**Provided information**
★ ★ ★ ★
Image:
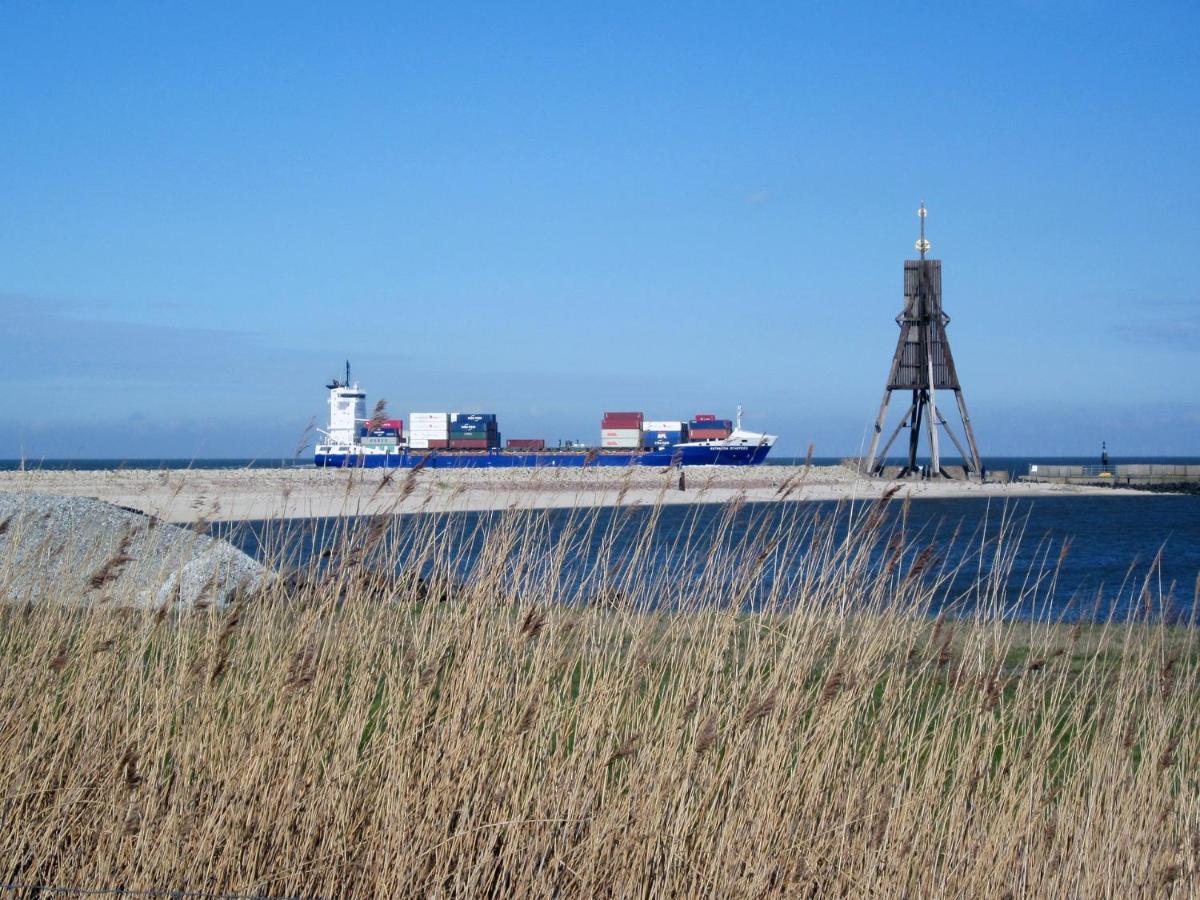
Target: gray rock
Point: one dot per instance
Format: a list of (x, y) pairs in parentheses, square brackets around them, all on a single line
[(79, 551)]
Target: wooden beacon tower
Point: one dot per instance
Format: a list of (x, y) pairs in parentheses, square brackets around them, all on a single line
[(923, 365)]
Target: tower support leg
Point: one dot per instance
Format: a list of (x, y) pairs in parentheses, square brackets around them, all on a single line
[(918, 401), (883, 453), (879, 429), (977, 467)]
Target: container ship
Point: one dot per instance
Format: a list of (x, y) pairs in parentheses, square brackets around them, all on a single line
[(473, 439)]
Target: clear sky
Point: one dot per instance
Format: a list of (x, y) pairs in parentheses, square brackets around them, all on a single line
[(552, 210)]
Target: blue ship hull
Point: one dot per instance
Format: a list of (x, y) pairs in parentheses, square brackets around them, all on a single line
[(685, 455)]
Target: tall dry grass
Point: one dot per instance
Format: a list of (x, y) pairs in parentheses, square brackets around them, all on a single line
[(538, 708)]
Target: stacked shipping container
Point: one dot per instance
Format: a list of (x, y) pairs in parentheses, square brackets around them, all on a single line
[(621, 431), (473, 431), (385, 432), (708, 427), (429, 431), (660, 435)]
★ ★ ★ ★
**The exercise**
Print the rows above verbatim, starting at the line with "Target: clear sky" and ending at the line with "[(685, 455)]", including both of those lines.

**Answer for this exercise**
Target: clear sky
Point: one dot per instance
Format: a list of (x, y) pairs in parentheses, square brackets around them, all on a single line
[(552, 210)]
Target: blue ship hull
Point: one dot per instance
Format: a list of (x, y) pairs in parentheses, square brackets around them, all on a single line
[(685, 455)]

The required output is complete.